You need to forecast the future by looking at the past. It’s not an exact science, but looking at what happened at a point in time, especially a point in time in a cohort, can give you clues to the future.
Example: Rollup fields
Rollup fields help you get the current state of related data, answering questions like “how many contacts does this account have right now?” By taking related queries and running them in the background, a rollup field makes it easier to conduct complicated analysis.
You can also create segments in your data by asking true/false questions about these rollup fields, e.g.
does this account fall into the ideal customer profile?
has the account passed an activity threshold this week?
when enriched, is the account in a target industry?
All of these questions are a good way to bucket accounts into dynamic groups right now. But one of the things you’ll want to know about calculations like this one is how they change over time.
Why track change over time?
When you’re thinking about slowly changing dimensions, especially ones that involve counting other things like pipeline, cumulative activity, or segment membership, storing this information in snapshotted tables will help you to see this change on a daily, weekly, or monthly basis.
Using a snapshot lets you zoom backward to a point in the past where you can apply existing or new logic based on the fields you captured at the time. Whether you’re referring to something concrete – the count of accounts in a particular stage and the qualified opportunity dollars in pipeline on a particular date – or something more abstract, like segment membership, snapshots show future you what was happening at that date and time.
Time grains and storing snapshot data
After the data is stored, you don’t typically get to go back and recapture it, so be careful to select the initial time grain to store the data. Daily data is a good middle ground to capture that gives you later flexibility while minimizing the number of rows stored. It also makes it relatively easy to transform measurements into weekly, monthly, quarterly, and annual increments capturing incremental change.
For our segment example, you might model the data this way to capture the movement of accounts from segment to segment over time:
a segment table, with ID, segment name, description, start date, and end date to capture the slow changes of your segments
a snapshot table with segmentID, accountID, start date, and end date, event, event description (along with any other relevant account fields)
an account snapshot table captured daily with account fields
This structure could give you changes over time relative to the account and its movement in and out of segments, revealing both the change in the account and the change in the way you are thinking about it over time. By using both of these change sets, you make it possible to track arbitrary changes in your data, while also enabling backfilling of segment data if you recombine changes in your snapshotted accounts later.
Why note when an account enters or leaves a segment?
Segments – groups of records that meet a criteria – are shorthand for steps in the customer journey. Whether you are using this idea to track “frequent buyers”, “trialers that did not convert”, “accounts that are customers for more than 18 months”, or different kinds of measurements, this is a great way to market different messages to different accounts.
By understanding when accounts enter or leave segments, you have a better idea of the composition of that cohort of accounts, and can answer questions like:
for the group of trialers that converted this month to paying accounts, what were they doing on days 3-8 in their trial?

────────

Extend the text on snapshotting data to track change over time, picking up after its last sentence. The items have nothing to do with this.

Items from a dataset

────────

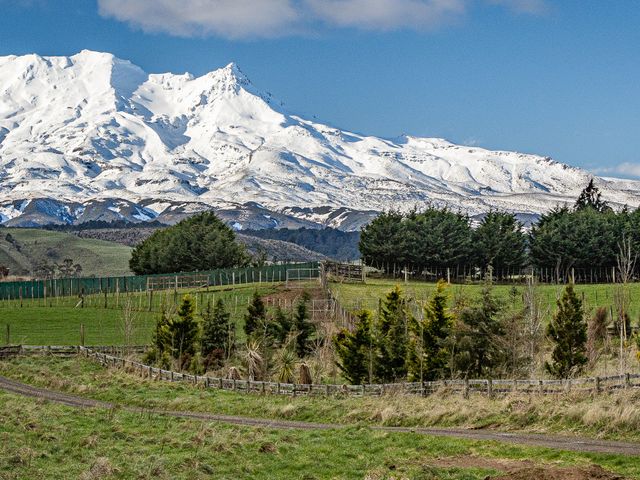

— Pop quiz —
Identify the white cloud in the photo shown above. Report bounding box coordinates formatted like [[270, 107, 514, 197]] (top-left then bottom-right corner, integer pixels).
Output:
[[98, 0, 299, 38], [97, 0, 547, 38], [305, 0, 466, 30], [598, 162, 640, 178], [489, 0, 548, 15]]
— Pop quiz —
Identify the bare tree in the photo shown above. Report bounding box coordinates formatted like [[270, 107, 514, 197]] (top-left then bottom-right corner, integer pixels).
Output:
[[522, 274, 549, 374], [613, 236, 638, 374], [120, 295, 138, 355]]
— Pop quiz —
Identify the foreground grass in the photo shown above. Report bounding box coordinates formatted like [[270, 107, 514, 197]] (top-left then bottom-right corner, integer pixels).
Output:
[[331, 279, 640, 325], [5, 392, 640, 480], [0, 284, 278, 345], [0, 357, 640, 442]]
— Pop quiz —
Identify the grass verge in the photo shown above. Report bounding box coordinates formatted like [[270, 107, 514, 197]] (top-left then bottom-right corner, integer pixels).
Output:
[[0, 356, 640, 441]]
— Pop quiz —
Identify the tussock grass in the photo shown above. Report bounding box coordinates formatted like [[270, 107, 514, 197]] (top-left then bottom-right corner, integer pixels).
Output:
[[0, 357, 640, 440], [0, 392, 640, 480]]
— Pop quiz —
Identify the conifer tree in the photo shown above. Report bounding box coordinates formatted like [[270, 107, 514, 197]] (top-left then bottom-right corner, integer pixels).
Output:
[[163, 295, 200, 367], [409, 280, 453, 381], [545, 283, 587, 378], [575, 178, 611, 212], [266, 306, 293, 345], [333, 310, 373, 385], [375, 286, 409, 382], [201, 298, 231, 363], [452, 269, 505, 378], [244, 291, 267, 337], [293, 292, 315, 358]]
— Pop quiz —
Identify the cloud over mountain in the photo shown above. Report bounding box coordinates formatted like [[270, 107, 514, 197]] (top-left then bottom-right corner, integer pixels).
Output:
[[98, 0, 545, 39]]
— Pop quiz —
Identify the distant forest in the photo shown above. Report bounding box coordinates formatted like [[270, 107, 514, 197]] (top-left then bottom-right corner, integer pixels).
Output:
[[242, 228, 360, 260]]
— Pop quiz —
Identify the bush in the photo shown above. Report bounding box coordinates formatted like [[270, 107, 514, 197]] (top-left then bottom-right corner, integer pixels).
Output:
[[129, 212, 249, 275]]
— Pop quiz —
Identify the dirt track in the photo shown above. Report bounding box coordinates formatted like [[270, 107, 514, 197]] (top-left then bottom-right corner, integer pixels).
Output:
[[0, 376, 640, 456]]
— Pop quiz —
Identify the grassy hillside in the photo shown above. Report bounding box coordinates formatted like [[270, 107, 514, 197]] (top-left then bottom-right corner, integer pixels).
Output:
[[0, 284, 274, 345], [0, 228, 131, 276]]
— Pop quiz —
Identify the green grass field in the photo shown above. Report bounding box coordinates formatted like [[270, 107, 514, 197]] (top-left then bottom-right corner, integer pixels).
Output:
[[0, 356, 640, 441], [331, 279, 640, 325], [0, 228, 131, 277], [0, 284, 288, 345], [0, 357, 640, 480]]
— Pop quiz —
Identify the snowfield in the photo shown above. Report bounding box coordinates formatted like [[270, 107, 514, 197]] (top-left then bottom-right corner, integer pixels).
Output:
[[0, 51, 640, 229]]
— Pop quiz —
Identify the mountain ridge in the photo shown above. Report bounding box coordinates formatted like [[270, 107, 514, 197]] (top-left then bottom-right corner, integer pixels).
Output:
[[0, 50, 640, 230]]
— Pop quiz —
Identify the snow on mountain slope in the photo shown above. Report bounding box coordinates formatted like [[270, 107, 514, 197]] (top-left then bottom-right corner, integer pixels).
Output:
[[0, 51, 640, 228]]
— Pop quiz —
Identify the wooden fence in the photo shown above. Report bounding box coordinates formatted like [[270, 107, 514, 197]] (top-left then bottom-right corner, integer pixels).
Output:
[[76, 347, 640, 397]]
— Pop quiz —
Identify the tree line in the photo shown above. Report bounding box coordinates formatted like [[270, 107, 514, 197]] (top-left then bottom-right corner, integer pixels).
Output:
[[359, 180, 640, 278], [333, 275, 592, 384]]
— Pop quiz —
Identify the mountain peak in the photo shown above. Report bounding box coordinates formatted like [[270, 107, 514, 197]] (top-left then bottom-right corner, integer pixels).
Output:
[[0, 49, 640, 230], [208, 62, 251, 87]]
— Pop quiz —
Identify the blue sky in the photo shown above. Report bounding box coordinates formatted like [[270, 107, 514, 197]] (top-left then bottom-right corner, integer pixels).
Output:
[[0, 0, 640, 177]]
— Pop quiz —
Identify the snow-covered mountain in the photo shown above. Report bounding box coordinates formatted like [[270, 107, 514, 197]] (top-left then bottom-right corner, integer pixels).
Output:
[[0, 51, 640, 229]]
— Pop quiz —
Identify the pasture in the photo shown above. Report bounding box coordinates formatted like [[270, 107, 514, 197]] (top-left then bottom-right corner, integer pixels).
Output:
[[0, 284, 288, 346], [0, 357, 640, 480]]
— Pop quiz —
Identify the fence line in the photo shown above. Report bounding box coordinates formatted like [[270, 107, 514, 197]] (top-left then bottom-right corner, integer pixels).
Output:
[[0, 262, 319, 300], [69, 347, 640, 397]]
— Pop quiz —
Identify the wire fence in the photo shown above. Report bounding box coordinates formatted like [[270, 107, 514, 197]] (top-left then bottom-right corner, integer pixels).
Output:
[[77, 347, 640, 397], [0, 262, 320, 300]]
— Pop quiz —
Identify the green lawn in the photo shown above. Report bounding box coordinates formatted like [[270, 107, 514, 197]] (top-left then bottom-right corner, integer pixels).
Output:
[[0, 356, 640, 441], [0, 284, 278, 345], [331, 279, 640, 325], [0, 359, 640, 480]]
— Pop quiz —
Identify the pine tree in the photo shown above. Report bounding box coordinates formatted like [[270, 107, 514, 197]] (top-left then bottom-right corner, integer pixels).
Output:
[[244, 291, 267, 337], [545, 284, 587, 378], [452, 271, 505, 378], [293, 292, 315, 358], [575, 178, 611, 212], [266, 306, 293, 345], [333, 310, 373, 385], [201, 298, 231, 363], [409, 280, 453, 381], [375, 286, 409, 382], [472, 212, 527, 274]]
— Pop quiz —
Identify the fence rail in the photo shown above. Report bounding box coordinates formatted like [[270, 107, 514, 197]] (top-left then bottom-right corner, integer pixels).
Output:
[[76, 347, 640, 397], [0, 262, 320, 300]]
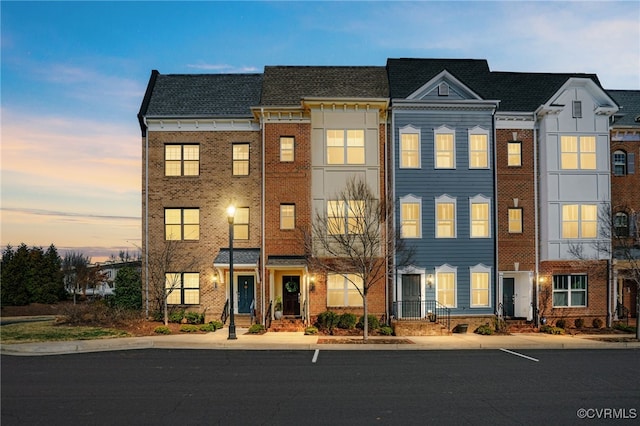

────────

◆ Written answer
how does this cohort (segmented) compare to past accounts in that same group?
did they become active immediately, or did they take an action later
Segment information is important to understand how customers develop, especially when you’re going to show a slice of that over time.
Snapshots and BI Tools
The change of rolled up fields along with the change of non-rolled up fields gives you history to display in your Business Intelligence tools. If you have to pick one set of snapshots to capture, use the raw data because you can aggregate and roll it up later. Ultimately you’re going to want to answer the question of “how many accounts were early stage and how many were late stage on a date.”
You’ll also want to know which ones became closed won accounts, which abandoned, and perhaps which ones came back later as part of another sales cycle. Building snapshots of slowly changing data, especially the changes in roll-up fields, makes that possible.
What’s the takeaway? The current state of your GTM tools doesn’t tell you much about the history of the data in the system. When you start capturing snapshots, you enable time travel for your data.
Links for Reading and Sharing
These are links that caught my 👀
1/ Cultivate a bias for action - This quick essay by Cate Hall offers practical advice on how to be more agentic. It’s a fancy way of saying, “when no one tells you what’s important, figure out what’s important and go do that.” I enjoyed this as a set of steps you could throw at any problem to get unstuck.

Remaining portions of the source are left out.